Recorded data
----------

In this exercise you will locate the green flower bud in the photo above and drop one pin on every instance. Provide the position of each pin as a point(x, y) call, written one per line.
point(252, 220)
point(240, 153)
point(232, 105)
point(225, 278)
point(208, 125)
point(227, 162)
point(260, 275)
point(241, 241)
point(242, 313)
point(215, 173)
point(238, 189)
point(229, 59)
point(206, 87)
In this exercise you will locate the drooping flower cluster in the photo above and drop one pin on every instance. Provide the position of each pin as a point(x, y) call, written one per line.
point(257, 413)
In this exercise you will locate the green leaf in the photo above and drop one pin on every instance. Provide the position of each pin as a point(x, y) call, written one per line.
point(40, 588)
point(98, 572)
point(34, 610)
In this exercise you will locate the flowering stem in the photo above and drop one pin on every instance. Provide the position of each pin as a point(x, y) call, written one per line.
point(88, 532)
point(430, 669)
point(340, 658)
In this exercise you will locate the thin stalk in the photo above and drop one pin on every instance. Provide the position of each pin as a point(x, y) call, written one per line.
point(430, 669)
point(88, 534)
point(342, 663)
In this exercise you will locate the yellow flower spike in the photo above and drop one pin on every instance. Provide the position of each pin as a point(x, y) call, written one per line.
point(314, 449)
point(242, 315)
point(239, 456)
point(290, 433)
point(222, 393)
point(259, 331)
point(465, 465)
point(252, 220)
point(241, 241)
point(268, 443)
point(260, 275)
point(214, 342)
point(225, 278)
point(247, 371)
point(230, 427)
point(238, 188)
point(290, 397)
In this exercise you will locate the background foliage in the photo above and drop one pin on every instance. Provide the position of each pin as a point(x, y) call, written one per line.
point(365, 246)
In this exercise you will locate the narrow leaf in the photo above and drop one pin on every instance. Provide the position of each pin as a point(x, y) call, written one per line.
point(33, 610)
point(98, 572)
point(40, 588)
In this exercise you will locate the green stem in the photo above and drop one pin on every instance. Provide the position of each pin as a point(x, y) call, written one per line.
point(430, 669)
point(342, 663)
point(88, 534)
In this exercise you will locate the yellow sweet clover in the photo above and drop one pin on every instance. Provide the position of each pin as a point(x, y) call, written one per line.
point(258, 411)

----------

**What to produce:** Restate every entry above exactly as it stands.

**Result:**
In this exercise you will locate the green flower bud in the photo above and drop one pin on every instance. Provide the position of each pin as a point(x, y) call, written one per line.
point(252, 220)
point(240, 153)
point(232, 105)
point(225, 278)
point(208, 125)
point(227, 162)
point(260, 275)
point(241, 241)
point(242, 313)
point(215, 173)
point(238, 189)
point(229, 59)
point(206, 87)
In this exercise you will locate the drooping flower cluster in the photo above and drop one pin on every instance. Provide the position of each pin as a point(x, y) call, written one per line.
point(257, 413)
In this exercise you will locate the green leaf in the photo above and drop one pin on every instance. Provide the position of each pin as a point(x, y) call, written one per line.
point(40, 588)
point(98, 572)
point(34, 610)
In this exercise you will locate the flowering stem in the photo above and drop one pin on every instance. Provide the position of each pin as a point(x, y) call, written one per line.
point(88, 532)
point(430, 669)
point(340, 658)
In this exercise you will locate the thin stalk in the photo above and drop one pin on every instance. Provide the position of each pin as a point(x, y) call, written one per line.
point(430, 669)
point(88, 534)
point(342, 663)
In this exercise you will locate the yellow flower spike in the photo above and drop one pin on every instance. Provide the position of each pin as a point(x, y) call, written one per line.
point(314, 449)
point(242, 315)
point(239, 456)
point(290, 433)
point(222, 393)
point(259, 331)
point(465, 465)
point(252, 220)
point(241, 241)
point(268, 443)
point(260, 275)
point(214, 342)
point(225, 278)
point(247, 371)
point(230, 427)
point(238, 188)
point(290, 397)
In this exercise you will locate the background foliage in the photo above and drop one pin on every instance. Provide the position of each pin as a point(x, y) call, written one per line.
point(365, 246)
In this exercise you will locate the narrow leaf in the photo above and drop one pin on every instance. Provide the position of each pin as a point(x, y) call, written one per line.
point(33, 610)
point(98, 572)
point(40, 588)
In this exercise you will locate the green stem in the photo above and drop one pin on every instance. Provide the position of each pin as a point(x, y) call, written one per line.
point(430, 669)
point(342, 663)
point(88, 534)
In this exercise you will locate the yellow sweet clover in the photo above and drop one pin on every instance. Provide the position of each pin as a point(x, y) call, written one per line.
point(258, 411)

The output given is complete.